Exercise instructions. The records are to be restated in their entirety, word for word.

Data extracts.
====

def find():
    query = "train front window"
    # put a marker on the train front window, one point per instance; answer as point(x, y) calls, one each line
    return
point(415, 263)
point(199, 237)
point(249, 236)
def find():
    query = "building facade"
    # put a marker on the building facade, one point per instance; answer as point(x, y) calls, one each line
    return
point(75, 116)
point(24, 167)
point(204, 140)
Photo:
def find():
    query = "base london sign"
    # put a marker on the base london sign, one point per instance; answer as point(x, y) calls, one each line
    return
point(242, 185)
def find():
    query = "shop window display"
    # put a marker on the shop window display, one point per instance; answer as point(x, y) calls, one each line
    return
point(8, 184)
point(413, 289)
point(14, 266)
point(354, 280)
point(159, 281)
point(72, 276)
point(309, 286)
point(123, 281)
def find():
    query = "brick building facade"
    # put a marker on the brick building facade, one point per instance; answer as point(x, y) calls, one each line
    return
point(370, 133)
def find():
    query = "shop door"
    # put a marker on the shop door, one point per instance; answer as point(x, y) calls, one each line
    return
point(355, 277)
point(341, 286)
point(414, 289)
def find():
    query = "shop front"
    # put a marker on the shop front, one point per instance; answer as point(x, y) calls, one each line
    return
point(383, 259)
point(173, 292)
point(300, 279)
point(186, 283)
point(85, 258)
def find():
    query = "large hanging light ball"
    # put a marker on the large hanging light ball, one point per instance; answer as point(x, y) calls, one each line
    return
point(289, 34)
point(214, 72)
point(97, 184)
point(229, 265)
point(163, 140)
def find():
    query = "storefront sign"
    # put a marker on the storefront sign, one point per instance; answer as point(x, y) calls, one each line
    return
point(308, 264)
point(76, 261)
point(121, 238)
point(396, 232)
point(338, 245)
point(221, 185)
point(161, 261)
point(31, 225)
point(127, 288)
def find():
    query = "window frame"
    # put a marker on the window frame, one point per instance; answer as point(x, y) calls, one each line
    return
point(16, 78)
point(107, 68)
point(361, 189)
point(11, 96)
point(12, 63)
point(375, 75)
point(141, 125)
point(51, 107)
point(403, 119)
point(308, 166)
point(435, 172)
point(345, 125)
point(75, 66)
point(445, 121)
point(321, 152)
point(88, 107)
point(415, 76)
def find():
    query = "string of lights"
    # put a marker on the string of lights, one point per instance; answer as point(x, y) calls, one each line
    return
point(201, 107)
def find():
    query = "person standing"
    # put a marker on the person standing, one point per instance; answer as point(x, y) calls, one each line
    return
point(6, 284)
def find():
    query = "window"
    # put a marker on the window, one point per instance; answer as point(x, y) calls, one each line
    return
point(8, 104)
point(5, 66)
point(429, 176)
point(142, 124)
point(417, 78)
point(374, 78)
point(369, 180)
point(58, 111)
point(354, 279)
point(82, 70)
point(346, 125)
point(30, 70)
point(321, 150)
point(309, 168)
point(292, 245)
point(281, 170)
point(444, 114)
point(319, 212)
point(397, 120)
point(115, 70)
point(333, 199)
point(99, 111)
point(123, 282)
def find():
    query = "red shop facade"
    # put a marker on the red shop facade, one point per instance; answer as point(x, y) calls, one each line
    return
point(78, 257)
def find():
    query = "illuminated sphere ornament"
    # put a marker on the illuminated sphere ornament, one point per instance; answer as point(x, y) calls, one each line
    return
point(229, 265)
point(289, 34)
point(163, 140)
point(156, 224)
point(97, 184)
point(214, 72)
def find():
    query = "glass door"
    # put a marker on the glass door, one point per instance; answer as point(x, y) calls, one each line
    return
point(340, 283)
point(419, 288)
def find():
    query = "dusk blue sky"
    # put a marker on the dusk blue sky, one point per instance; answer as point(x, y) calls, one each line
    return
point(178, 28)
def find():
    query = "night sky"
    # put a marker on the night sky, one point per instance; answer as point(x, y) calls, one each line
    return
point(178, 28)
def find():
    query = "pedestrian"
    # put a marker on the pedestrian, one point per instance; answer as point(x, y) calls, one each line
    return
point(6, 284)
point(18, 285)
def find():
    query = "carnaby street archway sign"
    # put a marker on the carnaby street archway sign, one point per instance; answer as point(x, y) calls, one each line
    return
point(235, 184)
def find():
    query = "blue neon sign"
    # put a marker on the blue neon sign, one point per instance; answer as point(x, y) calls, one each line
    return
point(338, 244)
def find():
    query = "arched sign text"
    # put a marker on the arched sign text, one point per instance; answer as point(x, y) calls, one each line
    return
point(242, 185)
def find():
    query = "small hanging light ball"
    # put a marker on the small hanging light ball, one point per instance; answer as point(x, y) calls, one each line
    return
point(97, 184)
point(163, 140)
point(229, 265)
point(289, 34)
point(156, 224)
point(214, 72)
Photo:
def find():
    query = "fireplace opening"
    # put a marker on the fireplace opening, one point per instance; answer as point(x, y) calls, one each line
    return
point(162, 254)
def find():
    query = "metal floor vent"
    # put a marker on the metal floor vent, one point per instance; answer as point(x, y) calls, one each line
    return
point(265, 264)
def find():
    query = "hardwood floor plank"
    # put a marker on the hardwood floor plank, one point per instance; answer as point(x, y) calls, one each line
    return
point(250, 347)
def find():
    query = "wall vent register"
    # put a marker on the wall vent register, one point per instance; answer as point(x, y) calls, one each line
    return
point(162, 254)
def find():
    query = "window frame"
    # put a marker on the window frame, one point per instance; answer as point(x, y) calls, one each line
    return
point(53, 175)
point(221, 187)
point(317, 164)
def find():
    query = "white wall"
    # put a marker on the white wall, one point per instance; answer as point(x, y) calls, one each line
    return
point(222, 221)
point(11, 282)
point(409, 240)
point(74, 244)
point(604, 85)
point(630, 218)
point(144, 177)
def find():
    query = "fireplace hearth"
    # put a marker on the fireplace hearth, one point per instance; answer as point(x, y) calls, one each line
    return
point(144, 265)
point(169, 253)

====

Output.
def find():
    query = "train front window"
    # put a marker on the train front window, one point per instance; answer as point(x, y) calls, one each line
    return
point(415, 263)
point(199, 237)
point(249, 236)
def find():
    query = "building facade"
    # put a marker on the building facade, one point per instance; answer as point(x, y) calls, one each line
    return
point(75, 116)
point(24, 167)
point(204, 140)
Photo:
def find():
    query = "base london sign"
    # put a marker on the base london sign, one point per instance; answer as point(x, y) calls, one each line
    return
point(242, 185)
def find():
    query = "shop window display"
    # put a marker on the shop window display, one point per instance; answer as point(x, y) calls, one each line
    return
point(8, 184)
point(413, 289)
point(14, 266)
point(354, 280)
point(159, 281)
point(72, 276)
point(309, 286)
point(123, 281)
def find():
    query = "brick building facade"
    # put a marker on the brick building facade, one point per instance; answer as point(x, y) calls, one each line
    return
point(370, 133)
def find():
    query = "shop door"
    # put a marker on the shop door, one point per instance; answer as point(x, y) calls, one each line
    return
point(355, 277)
point(341, 286)
point(414, 289)
def find():
    query = "shop front"
    # put a marker on the shop front, one point per instance; answer as point(x, y) calls, one each line
    return
point(383, 259)
point(173, 292)
point(300, 279)
point(186, 283)
point(85, 258)
def find():
    query = "large hanging light ball"
    # put a marker on the large hanging light ball, one point per instance; answer as point(x, y) calls, one each line
    return
point(289, 34)
point(214, 72)
point(97, 184)
point(229, 265)
point(163, 140)
def find():
    query = "storefront sign"
    # put a marker on the storefront sign, one point per instance; answer as point(x, y) calls, one each line
    return
point(308, 264)
point(76, 261)
point(121, 238)
point(396, 232)
point(338, 245)
point(221, 185)
point(161, 261)
point(31, 225)
point(127, 288)
def find():
    query = "window frame"
    # put a marker on the window frame, one point per instance; answer as point(x, y) calls, one each line
    return
point(16, 78)
point(107, 68)
point(361, 189)
point(11, 96)
point(12, 63)
point(375, 75)
point(141, 125)
point(51, 107)
point(403, 119)
point(308, 166)
point(435, 172)
point(345, 125)
point(75, 66)
point(445, 121)
point(321, 152)
point(88, 107)
point(415, 76)
def find():
    query = "string of lights"
    # put a marker on the string of lights, one point per instance; answer as point(x, y) calls, one each line
    return
point(201, 107)
def find():
    query = "person standing"
    # put a marker on the person standing, one point per instance; answer as point(x, y) calls, one each line
    return
point(6, 284)
def find():
    query = "window"
    # put a marker on the window, one point per instance; answer as point(x, y) calls, one each line
    return
point(8, 104)
point(5, 66)
point(429, 176)
point(142, 124)
point(417, 78)
point(374, 78)
point(369, 180)
point(58, 111)
point(354, 279)
point(82, 70)
point(346, 125)
point(30, 70)
point(321, 150)
point(309, 168)
point(292, 245)
point(281, 170)
point(444, 114)
point(319, 212)
point(397, 120)
point(115, 70)
point(333, 199)
point(99, 111)
point(123, 282)
def find():
    query = "red shop facade"
    # put a marker on the red shop facade, one point per instance; answer as point(x, y) calls, one each line
    return
point(78, 257)
def find():
    query = "illuminated sphere ornament"
    # put a marker on the illuminated sphere ornament, one point per instance; answer as point(x, y) calls, one each line
    return
point(229, 265)
point(289, 34)
point(163, 140)
point(156, 224)
point(97, 184)
point(214, 72)
def find():
    query = "glass door"
    # put a marker on the glass door, one point per instance; answer as point(x, y) calls, one each line
    return
point(340, 283)
point(419, 288)
def find():
    query = "dusk blue sky"
    # put a marker on the dusk blue sky, one point per instance; answer as point(x, y) calls, one each line
    return
point(178, 28)
def find():
    query = "night sky"
    # put a marker on the night sky, one point per instance; answer as point(x, y) calls, one each line
    return
point(178, 28)
def find():
    query = "pedestrian"
    # put a marker on the pedestrian, one point per instance; answer as point(x, y) calls, one each line
    return
point(6, 284)
point(18, 285)
def find():
    query = "carnaby street archway sign"
    # put a marker on the carnaby street archway sign, one point per instance; answer as point(x, y) calls, one each line
    return
point(235, 184)
def find():
    query = "blue neon sign"
    # put a marker on the blue neon sign, one point per instance; answer as point(x, y) calls, one each line
    return
point(338, 244)
def find():
    query = "arched sign text"
    # put a marker on the arched sign text, one point per instance; answer as point(x, y) calls, one each line
    return
point(242, 185)
def find():
    query = "small hanging light ball"
    # put a marker on the small hanging light ball, one point per instance; answer as point(x, y) calls, one each line
    return
point(97, 184)
point(163, 140)
point(229, 265)
point(289, 34)
point(156, 224)
point(214, 72)
Photo:
def find():
    query = "fireplace opening"
    # put a marker on the fireplace opening, one point per instance; answer as point(x, y) calls, one each line
    return
point(162, 254)
def find():
    query = "metal floor vent"
    # put a marker on the metal floor vent, one point per instance; answer as point(x, y) calls, one each line
    return
point(265, 264)
def find():
    query = "hardwood floor plank"
    # put a marker on the hardwood floor plank, one point per instance; answer as point(x, y) calls, one each line
    return
point(250, 347)
def find():
    query = "wall vent register"
    # put a marker on the wall vent register, one point per instance; answer as point(x, y) calls, one each line
    return
point(162, 254)
def find():
    query = "window frame"
    # put a marker on the window frame, one point per instance; answer as point(x, y) calls, one each line
    return
point(53, 175)
point(221, 187)
point(317, 164)
def find():
    query = "white wall"
    # put a marker on the white wall, one point per instance; answer as point(x, y) calls, one each line
    return
point(222, 221)
point(11, 282)
point(409, 240)
point(74, 244)
point(604, 85)
point(630, 218)
point(144, 177)
def find():
    query = "fireplace hearth"
    # put a marker on the fireplace hearth, one point per instance; answer as point(x, y) calls, one each line
    return
point(144, 265)
point(169, 253)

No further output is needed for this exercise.